**Task instructions:** Collect every line in the entries below that contains the word "sign", and copy each such line in full.

**Data items:**
****************************************
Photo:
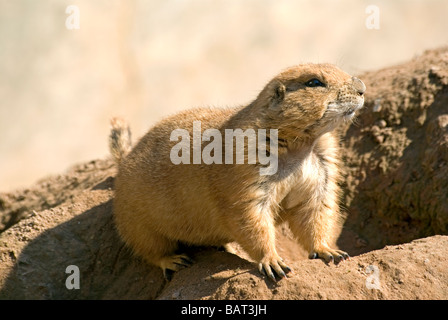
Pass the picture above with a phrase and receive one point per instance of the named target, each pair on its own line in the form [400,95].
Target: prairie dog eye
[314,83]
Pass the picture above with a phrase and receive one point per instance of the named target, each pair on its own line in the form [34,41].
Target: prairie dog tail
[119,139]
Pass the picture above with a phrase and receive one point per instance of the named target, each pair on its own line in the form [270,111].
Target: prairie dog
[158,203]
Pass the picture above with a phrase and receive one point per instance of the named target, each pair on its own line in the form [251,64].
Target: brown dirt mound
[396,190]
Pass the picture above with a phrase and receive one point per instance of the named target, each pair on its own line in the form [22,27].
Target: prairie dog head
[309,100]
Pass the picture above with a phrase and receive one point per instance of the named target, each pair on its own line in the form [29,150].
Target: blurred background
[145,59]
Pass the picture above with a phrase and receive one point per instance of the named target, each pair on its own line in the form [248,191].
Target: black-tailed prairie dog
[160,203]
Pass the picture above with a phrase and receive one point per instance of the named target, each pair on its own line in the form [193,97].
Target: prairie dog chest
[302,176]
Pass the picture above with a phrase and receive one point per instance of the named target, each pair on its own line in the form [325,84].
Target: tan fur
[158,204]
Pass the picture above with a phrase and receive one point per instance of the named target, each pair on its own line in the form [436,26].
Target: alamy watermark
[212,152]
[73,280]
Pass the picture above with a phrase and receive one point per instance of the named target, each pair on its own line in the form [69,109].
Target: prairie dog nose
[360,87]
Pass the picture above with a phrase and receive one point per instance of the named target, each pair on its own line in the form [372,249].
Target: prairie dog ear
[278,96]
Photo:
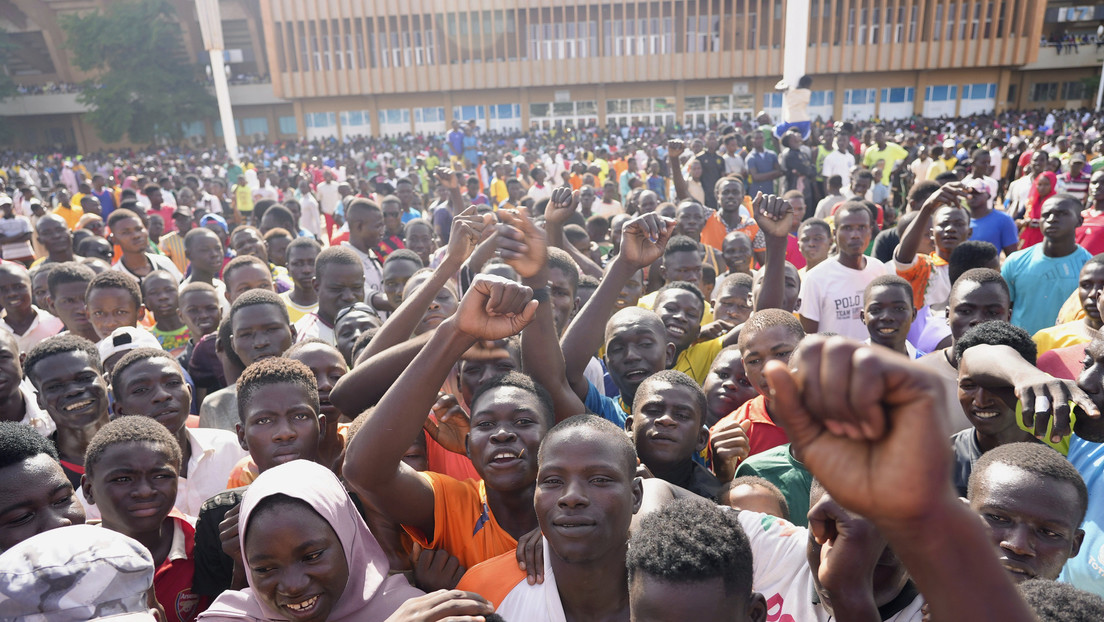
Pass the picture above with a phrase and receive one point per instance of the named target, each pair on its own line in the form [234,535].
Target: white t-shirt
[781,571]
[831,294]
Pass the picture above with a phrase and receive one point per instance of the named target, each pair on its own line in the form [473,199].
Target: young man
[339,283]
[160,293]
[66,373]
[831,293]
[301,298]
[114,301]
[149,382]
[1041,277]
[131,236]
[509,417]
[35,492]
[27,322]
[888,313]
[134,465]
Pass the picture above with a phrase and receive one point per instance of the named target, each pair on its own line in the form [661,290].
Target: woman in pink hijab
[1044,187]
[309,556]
****************************************
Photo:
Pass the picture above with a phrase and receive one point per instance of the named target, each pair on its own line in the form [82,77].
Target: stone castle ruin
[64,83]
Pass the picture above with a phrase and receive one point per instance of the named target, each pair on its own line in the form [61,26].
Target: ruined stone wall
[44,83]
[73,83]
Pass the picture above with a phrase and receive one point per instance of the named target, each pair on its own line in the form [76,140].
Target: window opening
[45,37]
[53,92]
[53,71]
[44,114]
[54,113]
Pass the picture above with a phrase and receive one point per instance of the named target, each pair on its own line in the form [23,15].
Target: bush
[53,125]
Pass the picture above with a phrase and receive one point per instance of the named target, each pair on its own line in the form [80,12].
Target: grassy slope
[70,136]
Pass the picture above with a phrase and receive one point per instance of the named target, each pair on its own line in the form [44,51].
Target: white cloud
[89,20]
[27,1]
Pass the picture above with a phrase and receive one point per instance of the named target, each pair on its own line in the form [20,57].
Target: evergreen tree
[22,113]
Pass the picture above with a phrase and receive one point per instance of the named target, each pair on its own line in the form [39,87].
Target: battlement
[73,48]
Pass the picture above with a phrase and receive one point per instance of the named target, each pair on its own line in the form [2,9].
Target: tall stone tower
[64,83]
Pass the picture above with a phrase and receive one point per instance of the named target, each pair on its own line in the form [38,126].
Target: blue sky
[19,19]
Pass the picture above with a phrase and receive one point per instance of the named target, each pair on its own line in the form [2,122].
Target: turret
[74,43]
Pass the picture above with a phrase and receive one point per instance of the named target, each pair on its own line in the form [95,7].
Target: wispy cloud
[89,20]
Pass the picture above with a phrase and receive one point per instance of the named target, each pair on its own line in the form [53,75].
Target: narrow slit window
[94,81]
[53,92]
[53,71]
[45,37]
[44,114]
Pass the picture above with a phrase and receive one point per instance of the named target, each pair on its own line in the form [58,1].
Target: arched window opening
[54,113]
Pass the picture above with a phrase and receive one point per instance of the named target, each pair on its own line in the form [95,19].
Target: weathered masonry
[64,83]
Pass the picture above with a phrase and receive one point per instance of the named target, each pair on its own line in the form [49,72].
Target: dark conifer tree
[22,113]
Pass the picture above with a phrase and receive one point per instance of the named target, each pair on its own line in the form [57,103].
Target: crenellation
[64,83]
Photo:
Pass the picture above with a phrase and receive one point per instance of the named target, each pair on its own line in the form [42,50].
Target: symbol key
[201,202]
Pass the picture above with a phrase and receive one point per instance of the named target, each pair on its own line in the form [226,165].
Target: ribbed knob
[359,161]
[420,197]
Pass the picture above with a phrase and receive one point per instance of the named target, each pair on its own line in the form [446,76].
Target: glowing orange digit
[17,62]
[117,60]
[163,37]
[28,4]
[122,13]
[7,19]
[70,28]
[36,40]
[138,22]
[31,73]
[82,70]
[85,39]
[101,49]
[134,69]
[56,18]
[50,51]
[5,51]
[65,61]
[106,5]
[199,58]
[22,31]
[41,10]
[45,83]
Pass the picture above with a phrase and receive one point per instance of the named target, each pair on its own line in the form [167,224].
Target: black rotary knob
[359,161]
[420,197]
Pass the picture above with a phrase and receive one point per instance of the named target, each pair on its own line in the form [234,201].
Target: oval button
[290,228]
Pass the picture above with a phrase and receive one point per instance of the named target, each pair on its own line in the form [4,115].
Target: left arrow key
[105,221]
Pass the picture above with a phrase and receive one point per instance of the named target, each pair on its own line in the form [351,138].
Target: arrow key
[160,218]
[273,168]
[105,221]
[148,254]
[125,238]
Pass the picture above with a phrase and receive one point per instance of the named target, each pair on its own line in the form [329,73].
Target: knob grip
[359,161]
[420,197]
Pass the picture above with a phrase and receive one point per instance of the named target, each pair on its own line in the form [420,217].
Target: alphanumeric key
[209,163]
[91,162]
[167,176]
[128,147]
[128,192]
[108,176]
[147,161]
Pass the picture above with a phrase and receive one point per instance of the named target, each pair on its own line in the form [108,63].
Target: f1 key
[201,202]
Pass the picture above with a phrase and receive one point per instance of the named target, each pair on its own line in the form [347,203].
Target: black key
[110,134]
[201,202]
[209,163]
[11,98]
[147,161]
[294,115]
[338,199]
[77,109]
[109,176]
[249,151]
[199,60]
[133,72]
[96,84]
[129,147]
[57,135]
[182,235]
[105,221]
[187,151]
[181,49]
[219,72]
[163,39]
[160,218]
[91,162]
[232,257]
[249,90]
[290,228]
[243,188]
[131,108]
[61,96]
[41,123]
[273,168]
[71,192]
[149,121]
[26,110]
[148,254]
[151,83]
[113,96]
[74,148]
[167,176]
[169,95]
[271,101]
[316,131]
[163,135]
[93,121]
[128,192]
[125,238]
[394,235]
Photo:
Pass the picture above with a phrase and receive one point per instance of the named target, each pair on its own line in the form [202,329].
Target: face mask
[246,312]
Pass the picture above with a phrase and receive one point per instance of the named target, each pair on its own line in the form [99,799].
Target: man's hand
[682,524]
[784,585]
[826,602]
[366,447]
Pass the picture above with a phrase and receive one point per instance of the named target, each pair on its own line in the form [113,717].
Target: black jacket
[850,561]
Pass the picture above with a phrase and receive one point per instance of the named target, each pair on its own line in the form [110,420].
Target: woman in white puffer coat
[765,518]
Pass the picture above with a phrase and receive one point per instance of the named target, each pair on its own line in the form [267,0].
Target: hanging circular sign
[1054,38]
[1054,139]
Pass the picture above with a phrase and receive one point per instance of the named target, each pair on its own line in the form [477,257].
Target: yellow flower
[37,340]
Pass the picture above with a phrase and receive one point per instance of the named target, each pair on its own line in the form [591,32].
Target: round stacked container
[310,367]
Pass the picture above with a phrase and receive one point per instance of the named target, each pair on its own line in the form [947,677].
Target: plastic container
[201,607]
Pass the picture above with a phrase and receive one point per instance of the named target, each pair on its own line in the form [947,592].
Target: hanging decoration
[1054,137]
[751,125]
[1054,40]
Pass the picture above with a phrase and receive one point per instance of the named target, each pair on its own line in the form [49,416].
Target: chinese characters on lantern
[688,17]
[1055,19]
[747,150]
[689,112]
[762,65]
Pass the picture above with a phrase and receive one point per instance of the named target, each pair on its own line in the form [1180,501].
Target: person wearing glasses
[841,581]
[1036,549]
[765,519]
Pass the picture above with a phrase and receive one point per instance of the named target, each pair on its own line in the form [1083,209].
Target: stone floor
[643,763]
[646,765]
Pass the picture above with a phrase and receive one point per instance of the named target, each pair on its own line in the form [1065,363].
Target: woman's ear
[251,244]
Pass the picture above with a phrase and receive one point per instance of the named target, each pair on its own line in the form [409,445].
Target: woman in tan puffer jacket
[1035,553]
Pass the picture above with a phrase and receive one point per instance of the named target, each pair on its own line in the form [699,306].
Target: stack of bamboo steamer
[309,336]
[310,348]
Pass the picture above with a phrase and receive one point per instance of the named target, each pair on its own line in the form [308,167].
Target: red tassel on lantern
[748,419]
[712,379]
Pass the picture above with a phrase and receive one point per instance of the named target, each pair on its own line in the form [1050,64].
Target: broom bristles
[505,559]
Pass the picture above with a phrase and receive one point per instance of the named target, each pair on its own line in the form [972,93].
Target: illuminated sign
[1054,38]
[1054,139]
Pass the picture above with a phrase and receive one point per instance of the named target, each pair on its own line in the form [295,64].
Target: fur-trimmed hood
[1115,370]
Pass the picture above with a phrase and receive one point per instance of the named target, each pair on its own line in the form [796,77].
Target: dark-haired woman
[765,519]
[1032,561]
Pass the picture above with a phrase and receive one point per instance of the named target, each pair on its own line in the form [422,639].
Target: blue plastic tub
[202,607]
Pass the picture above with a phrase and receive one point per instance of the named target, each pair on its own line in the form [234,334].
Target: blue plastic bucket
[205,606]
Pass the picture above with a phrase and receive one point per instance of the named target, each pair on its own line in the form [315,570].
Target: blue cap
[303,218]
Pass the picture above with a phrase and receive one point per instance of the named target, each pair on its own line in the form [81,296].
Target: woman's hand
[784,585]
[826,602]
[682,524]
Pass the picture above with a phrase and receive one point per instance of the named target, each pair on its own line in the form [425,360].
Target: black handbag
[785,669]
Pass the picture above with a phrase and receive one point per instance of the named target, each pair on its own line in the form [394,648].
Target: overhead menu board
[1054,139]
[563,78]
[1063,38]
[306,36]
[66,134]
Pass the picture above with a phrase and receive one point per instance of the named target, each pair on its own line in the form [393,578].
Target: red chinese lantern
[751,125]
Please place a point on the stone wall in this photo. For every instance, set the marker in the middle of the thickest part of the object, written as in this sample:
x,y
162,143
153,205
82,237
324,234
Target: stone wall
****************************************
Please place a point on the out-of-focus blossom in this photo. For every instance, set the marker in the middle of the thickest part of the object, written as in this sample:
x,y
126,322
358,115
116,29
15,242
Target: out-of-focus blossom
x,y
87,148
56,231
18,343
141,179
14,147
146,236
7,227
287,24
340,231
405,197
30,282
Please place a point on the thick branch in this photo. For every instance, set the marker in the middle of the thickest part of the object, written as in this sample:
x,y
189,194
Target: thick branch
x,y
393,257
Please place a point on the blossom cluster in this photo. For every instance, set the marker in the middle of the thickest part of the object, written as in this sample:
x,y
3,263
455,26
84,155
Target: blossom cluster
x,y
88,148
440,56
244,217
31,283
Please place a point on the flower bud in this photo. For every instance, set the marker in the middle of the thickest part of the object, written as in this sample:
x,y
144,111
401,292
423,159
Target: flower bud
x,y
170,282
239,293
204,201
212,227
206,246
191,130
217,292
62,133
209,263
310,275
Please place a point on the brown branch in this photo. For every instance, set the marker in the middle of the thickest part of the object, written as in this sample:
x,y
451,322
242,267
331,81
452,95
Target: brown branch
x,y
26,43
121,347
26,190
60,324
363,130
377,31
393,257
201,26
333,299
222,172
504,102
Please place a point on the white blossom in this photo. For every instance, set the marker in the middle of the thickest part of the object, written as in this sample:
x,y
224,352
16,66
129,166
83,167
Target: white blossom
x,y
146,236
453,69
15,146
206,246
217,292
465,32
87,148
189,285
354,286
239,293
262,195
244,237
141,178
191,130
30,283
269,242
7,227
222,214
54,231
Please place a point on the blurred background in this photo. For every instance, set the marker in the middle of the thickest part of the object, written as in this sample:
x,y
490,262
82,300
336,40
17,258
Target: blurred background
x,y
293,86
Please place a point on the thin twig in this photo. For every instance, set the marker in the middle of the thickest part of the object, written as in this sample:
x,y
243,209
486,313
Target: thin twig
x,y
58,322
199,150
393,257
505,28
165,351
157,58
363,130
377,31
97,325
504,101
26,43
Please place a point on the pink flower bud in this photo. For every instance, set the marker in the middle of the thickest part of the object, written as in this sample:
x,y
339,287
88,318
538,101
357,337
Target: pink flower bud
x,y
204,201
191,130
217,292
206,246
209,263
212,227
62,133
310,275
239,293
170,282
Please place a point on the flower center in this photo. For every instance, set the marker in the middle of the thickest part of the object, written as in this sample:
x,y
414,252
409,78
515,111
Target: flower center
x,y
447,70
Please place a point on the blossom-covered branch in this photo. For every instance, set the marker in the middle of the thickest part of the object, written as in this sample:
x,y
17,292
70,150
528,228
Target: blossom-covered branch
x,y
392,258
****************************************
**Full solution:**
Target: hanging circular sign
Target: illuminated sign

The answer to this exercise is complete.